Available records:
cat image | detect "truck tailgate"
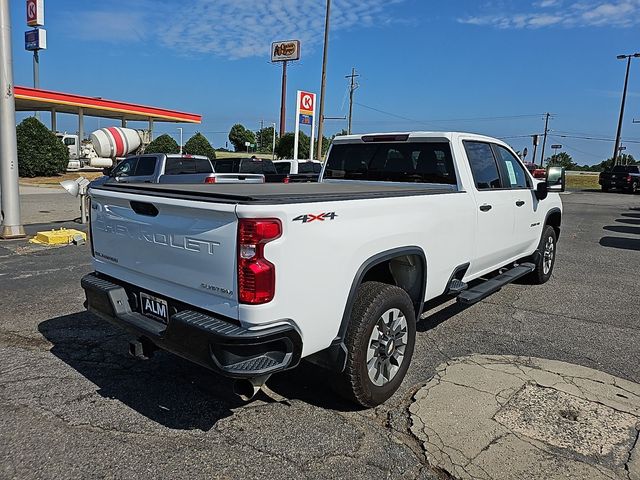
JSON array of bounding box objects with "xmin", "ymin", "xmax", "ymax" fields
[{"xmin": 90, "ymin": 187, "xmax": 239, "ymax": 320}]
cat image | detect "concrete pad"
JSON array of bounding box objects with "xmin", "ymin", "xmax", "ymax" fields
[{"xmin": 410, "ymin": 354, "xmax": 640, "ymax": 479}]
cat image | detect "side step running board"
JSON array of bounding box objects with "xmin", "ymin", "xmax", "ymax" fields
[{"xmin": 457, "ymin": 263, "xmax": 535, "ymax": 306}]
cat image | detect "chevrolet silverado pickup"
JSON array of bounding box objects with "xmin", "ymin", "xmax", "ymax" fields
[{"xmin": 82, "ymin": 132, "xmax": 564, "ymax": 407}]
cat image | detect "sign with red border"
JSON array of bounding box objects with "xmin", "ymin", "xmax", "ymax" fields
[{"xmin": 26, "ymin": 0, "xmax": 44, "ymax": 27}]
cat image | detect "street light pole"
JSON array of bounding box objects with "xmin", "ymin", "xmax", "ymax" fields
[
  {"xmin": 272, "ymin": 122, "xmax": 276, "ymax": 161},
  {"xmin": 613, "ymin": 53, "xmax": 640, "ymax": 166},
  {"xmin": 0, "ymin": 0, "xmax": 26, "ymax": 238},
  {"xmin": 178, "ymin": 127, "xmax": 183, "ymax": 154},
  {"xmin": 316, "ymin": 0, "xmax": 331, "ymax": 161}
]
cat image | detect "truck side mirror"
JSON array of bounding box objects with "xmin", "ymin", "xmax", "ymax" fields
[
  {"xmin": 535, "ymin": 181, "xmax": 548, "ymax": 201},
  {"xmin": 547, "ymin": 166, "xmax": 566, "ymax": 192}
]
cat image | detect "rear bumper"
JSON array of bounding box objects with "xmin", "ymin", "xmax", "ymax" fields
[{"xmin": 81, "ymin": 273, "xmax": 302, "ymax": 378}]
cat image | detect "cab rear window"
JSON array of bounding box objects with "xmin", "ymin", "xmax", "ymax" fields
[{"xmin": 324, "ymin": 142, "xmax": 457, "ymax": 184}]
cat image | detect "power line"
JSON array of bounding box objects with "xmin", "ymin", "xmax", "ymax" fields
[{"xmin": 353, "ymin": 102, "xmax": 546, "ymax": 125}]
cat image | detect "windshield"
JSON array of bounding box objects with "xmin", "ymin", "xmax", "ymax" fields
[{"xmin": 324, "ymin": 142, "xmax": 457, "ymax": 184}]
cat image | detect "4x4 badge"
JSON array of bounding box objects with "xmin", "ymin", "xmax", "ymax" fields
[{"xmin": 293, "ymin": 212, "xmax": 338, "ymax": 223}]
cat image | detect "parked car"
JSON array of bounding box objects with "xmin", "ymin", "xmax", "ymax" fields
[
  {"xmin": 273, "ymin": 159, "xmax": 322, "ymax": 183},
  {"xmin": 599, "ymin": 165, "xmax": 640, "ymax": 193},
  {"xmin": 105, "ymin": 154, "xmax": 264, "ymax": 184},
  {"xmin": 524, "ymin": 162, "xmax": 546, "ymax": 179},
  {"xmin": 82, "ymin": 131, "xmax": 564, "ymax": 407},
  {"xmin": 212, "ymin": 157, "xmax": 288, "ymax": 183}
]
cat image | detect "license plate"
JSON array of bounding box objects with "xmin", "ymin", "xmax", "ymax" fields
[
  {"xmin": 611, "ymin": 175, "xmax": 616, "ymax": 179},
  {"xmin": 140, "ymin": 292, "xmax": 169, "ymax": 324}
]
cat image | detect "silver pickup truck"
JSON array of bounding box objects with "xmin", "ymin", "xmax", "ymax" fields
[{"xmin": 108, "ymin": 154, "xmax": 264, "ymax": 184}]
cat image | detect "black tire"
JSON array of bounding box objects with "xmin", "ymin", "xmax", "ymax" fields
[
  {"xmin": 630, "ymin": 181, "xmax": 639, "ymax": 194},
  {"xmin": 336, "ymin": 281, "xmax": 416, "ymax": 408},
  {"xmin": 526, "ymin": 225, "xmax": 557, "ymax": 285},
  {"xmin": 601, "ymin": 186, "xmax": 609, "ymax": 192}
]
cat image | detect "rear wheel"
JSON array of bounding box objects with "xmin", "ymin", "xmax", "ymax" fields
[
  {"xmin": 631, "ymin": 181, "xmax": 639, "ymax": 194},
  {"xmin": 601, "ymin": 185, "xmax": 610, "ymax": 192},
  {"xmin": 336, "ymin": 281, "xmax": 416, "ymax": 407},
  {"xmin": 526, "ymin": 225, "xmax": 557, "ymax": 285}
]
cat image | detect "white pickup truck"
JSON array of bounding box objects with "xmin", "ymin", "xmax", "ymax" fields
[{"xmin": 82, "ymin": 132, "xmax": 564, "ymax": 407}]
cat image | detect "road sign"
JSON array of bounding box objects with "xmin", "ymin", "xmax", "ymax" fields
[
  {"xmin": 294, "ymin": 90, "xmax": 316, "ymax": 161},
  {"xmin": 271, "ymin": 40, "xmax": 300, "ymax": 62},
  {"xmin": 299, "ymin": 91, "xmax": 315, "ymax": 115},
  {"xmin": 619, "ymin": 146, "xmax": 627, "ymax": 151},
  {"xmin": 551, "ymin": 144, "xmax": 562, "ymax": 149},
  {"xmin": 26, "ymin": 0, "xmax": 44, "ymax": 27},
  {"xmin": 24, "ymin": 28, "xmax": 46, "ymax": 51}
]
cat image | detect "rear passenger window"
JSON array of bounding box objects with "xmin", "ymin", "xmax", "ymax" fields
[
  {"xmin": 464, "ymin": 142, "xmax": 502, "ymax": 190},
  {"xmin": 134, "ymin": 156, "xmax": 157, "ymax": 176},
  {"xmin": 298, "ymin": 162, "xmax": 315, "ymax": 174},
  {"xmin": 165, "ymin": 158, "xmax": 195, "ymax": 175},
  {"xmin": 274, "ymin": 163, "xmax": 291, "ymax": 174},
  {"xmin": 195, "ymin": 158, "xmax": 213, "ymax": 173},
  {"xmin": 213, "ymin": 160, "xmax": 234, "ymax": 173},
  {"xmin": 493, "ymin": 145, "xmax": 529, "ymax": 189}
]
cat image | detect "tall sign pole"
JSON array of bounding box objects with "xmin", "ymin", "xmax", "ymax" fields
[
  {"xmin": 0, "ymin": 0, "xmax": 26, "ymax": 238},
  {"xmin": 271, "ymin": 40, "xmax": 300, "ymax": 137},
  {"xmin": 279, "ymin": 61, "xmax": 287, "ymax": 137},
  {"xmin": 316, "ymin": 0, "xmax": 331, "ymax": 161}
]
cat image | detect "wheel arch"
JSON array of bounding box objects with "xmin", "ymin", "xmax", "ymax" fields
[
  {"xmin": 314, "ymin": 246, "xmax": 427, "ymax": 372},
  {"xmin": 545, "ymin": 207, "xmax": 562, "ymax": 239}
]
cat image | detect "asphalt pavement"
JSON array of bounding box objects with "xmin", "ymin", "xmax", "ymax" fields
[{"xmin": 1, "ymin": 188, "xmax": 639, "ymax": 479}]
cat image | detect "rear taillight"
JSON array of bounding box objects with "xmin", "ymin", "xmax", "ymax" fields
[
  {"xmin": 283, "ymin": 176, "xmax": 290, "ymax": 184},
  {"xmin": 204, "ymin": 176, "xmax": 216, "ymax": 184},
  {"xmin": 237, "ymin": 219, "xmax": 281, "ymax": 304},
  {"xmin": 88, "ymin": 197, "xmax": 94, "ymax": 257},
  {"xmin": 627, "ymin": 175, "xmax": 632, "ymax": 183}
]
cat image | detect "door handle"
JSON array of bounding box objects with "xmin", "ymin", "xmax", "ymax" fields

Your assignment:
Return the whole listing exactly, minus its pictures.

Output for this task:
cat image | detect "truck tailgate"
JSON array of bounding box objects with "xmin", "ymin", "xmax", "ymax" fields
[{"xmin": 90, "ymin": 187, "xmax": 239, "ymax": 320}]
cat image | detect "concrete pad"
JSON array of bounding box objects with "xmin", "ymin", "xmax", "ymax" fields
[{"xmin": 410, "ymin": 354, "xmax": 640, "ymax": 479}]
cat image | detect "side step running board"
JSON array of bounding box objects with "xmin", "ymin", "xmax", "ymax" fields
[{"xmin": 457, "ymin": 263, "xmax": 535, "ymax": 306}]
cat image | detect "chevrolet silverado pickup"
JSON array of bounding box objects with "xmin", "ymin", "xmax", "ymax" fields
[{"xmin": 82, "ymin": 132, "xmax": 564, "ymax": 407}]
cat image | detect "sign with red border"
JSON array of bounding box objects with "xmin", "ymin", "xmax", "ymax" fields
[{"xmin": 26, "ymin": 0, "xmax": 44, "ymax": 27}]
cat image | detect "street light pole"
JSON array of bounding box objects with "xmin", "ymin", "xmax", "ymax" fields
[
  {"xmin": 272, "ymin": 122, "xmax": 276, "ymax": 161},
  {"xmin": 613, "ymin": 53, "xmax": 640, "ymax": 166},
  {"xmin": 0, "ymin": 0, "xmax": 26, "ymax": 238},
  {"xmin": 178, "ymin": 127, "xmax": 183, "ymax": 154},
  {"xmin": 316, "ymin": 0, "xmax": 331, "ymax": 161}
]
cat image | detect "truck side mirror"
JSON array of bounding box objects with "xmin", "ymin", "xmax", "ymax" fields
[
  {"xmin": 535, "ymin": 181, "xmax": 548, "ymax": 201},
  {"xmin": 547, "ymin": 166, "xmax": 566, "ymax": 192}
]
cat image | detect "rear bumper"
JSON array of bounding box objects with "xmin", "ymin", "xmax", "ymax" fields
[{"xmin": 81, "ymin": 273, "xmax": 302, "ymax": 378}]
cat image | detect "cab rear window"
JSON array of bounding box objects with "xmin", "ymin", "xmax", "ymax" fields
[{"xmin": 324, "ymin": 142, "xmax": 457, "ymax": 184}]
cat image | detect "power line"
JSON array of bounding box objects with "xmin", "ymin", "xmax", "ymax" fields
[{"xmin": 353, "ymin": 102, "xmax": 546, "ymax": 125}]
cat image | detect "windshield"
JSON array of bounding box objects with "xmin", "ymin", "xmax", "ymax" fields
[{"xmin": 324, "ymin": 142, "xmax": 457, "ymax": 184}]
cat image | detect "4x4 badge"
JSON array of bounding box objects with "xmin", "ymin", "xmax", "ymax" fields
[{"xmin": 293, "ymin": 212, "xmax": 338, "ymax": 223}]
cat image | detect "parked car"
JSON array of bounding box objects with "xmin", "ymin", "xmax", "ymax" fields
[
  {"xmin": 273, "ymin": 159, "xmax": 322, "ymax": 183},
  {"xmin": 599, "ymin": 165, "xmax": 640, "ymax": 193},
  {"xmin": 105, "ymin": 154, "xmax": 264, "ymax": 184},
  {"xmin": 524, "ymin": 162, "xmax": 546, "ymax": 179},
  {"xmin": 82, "ymin": 131, "xmax": 564, "ymax": 407},
  {"xmin": 212, "ymin": 157, "xmax": 288, "ymax": 183}
]
cat image | detect "license plate"
JSON array of bounding box objects with "xmin", "ymin", "xmax", "ymax" fields
[
  {"xmin": 611, "ymin": 175, "xmax": 616, "ymax": 179},
  {"xmin": 140, "ymin": 292, "xmax": 169, "ymax": 324}
]
cat image | detect "silver pickup truck"
JSON array of bounding box objects with "xmin", "ymin", "xmax", "ymax" fields
[{"xmin": 108, "ymin": 154, "xmax": 264, "ymax": 184}]
cat image | detect "black tire"
JSON array of bounding box objects with "xmin", "ymin", "xmax", "ymax" fields
[
  {"xmin": 630, "ymin": 181, "xmax": 639, "ymax": 194},
  {"xmin": 336, "ymin": 281, "xmax": 416, "ymax": 408},
  {"xmin": 526, "ymin": 225, "xmax": 557, "ymax": 285},
  {"xmin": 601, "ymin": 186, "xmax": 609, "ymax": 192}
]
cat image | detect "rear wheel"
JSON array of bounding box objects with "xmin", "ymin", "xmax", "ymax" fields
[
  {"xmin": 631, "ymin": 181, "xmax": 639, "ymax": 194},
  {"xmin": 601, "ymin": 185, "xmax": 610, "ymax": 192},
  {"xmin": 336, "ymin": 281, "xmax": 416, "ymax": 407},
  {"xmin": 526, "ymin": 225, "xmax": 557, "ymax": 285}
]
cat image | detect "white pickup truck"
JSON array of bounding box objects with "xmin", "ymin", "xmax", "ymax" fields
[{"xmin": 82, "ymin": 132, "xmax": 564, "ymax": 407}]
cat image | detect "road sign"
JSON array of bounding box objects with "xmin", "ymin", "xmax", "ymax" fields
[
  {"xmin": 294, "ymin": 90, "xmax": 316, "ymax": 161},
  {"xmin": 271, "ymin": 40, "xmax": 300, "ymax": 62},
  {"xmin": 299, "ymin": 91, "xmax": 315, "ymax": 115},
  {"xmin": 619, "ymin": 146, "xmax": 627, "ymax": 151},
  {"xmin": 551, "ymin": 144, "xmax": 562, "ymax": 149},
  {"xmin": 26, "ymin": 0, "xmax": 44, "ymax": 27},
  {"xmin": 24, "ymin": 28, "xmax": 46, "ymax": 51}
]
cat image | detect "rear passenger window"
JSON array of bounding box objects with "xmin", "ymin", "xmax", "ymax" fields
[
  {"xmin": 464, "ymin": 142, "xmax": 502, "ymax": 190},
  {"xmin": 134, "ymin": 156, "xmax": 157, "ymax": 176},
  {"xmin": 298, "ymin": 162, "xmax": 315, "ymax": 174},
  {"xmin": 165, "ymin": 158, "xmax": 195, "ymax": 175},
  {"xmin": 274, "ymin": 163, "xmax": 291, "ymax": 174},
  {"xmin": 195, "ymin": 158, "xmax": 213, "ymax": 173},
  {"xmin": 213, "ymin": 160, "xmax": 234, "ymax": 173},
  {"xmin": 493, "ymin": 145, "xmax": 529, "ymax": 189}
]
cat image | detect "tall sign pole"
JSON array of bounding box objects with "xmin", "ymin", "xmax", "ymax" fields
[
  {"xmin": 0, "ymin": 0, "xmax": 26, "ymax": 238},
  {"xmin": 271, "ymin": 40, "xmax": 300, "ymax": 137},
  {"xmin": 279, "ymin": 61, "xmax": 287, "ymax": 137},
  {"xmin": 316, "ymin": 0, "xmax": 331, "ymax": 161}
]
cat image | detect "wheel arch"
JSON array of bounding box objects with "xmin", "ymin", "xmax", "ymax" fields
[
  {"xmin": 314, "ymin": 246, "xmax": 427, "ymax": 372},
  {"xmin": 545, "ymin": 207, "xmax": 562, "ymax": 239}
]
cat image | detect "asphalt pavement"
JSON array of bounding box objects with "xmin", "ymin", "xmax", "ymax" fields
[{"xmin": 1, "ymin": 188, "xmax": 639, "ymax": 479}]
cat image | detect "rear taillight"
JSON array of bounding box objects with "xmin", "ymin", "xmax", "ymax" fields
[
  {"xmin": 283, "ymin": 176, "xmax": 290, "ymax": 184},
  {"xmin": 204, "ymin": 176, "xmax": 216, "ymax": 184},
  {"xmin": 237, "ymin": 219, "xmax": 281, "ymax": 304},
  {"xmin": 88, "ymin": 197, "xmax": 94, "ymax": 257},
  {"xmin": 627, "ymin": 175, "xmax": 632, "ymax": 183}
]
cat image | detect "door handle"
JSON array of bounding box objects with "xmin", "ymin", "xmax", "ymax" fields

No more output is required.